=== TASK MATERIAL ===
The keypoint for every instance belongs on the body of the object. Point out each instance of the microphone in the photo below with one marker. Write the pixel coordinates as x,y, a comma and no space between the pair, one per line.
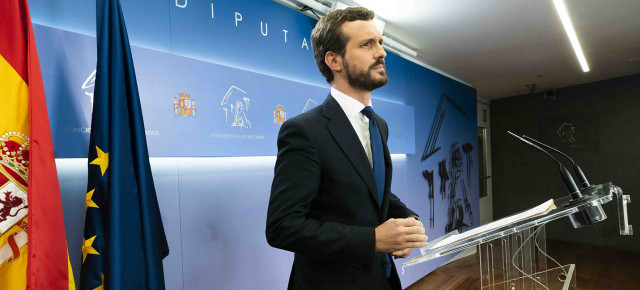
566,176
576,169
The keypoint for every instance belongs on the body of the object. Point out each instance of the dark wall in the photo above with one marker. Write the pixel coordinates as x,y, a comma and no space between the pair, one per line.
597,124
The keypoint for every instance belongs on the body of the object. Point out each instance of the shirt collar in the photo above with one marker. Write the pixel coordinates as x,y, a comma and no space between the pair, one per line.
349,105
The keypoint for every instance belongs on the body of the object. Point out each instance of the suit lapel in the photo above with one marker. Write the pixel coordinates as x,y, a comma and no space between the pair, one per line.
384,132
342,131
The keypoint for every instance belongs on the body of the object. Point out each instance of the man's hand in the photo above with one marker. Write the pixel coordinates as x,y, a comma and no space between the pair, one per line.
400,235
401,254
===
**DESCRIPTION OF THE TASK:**
Render every line of the entries above as a Markdown table with the columns "Row" and "Text", numbering the rows and skipping blank lines. Leave the pictures out of the answer.

**TASK SOLUTION:**
| Row | Text |
|---|---|
| 1 | The keypoint for every instance belongs on the body of the object. Point out each instance of the microphone in the photo below with one marker. Write the pixel coordinates as x,y, a comma and no space between the pair, one per line. |
| 2 | 566,176 |
| 3 | 576,169 |
| 4 | The keypoint for every instance belongs on the body of the object. Point out each instance of the dark wall in the photo above with one marker. Write the pixel coordinates as x,y, a comma and no space between the pair, one per line. |
| 5 | 597,124 |
| 6 | The keypoint for every instance belongs on the body of the object. Point out each instance of the shirt collar in the photo above with one marker. Write the pixel coordinates as x,y, a comma and no space between the pair, one per line. |
| 7 | 349,105 |
| 8 | The keypoint for every instance belongs on the body of the object. Point out each instance of the suit lapel in the photo above with one marker. Write the pixel coordinates as x,y, a comma and no space between the pair, one per line. |
| 9 | 384,132 |
| 10 | 342,131 |
| 11 | The keypoint for every instance belongs on the body of the object. Point out each instance of the man's hand in the photo above with one marker. Write the pixel coordinates as x,y, a comma and no space between the pair, one per line. |
| 12 | 400,235 |
| 13 | 401,254 |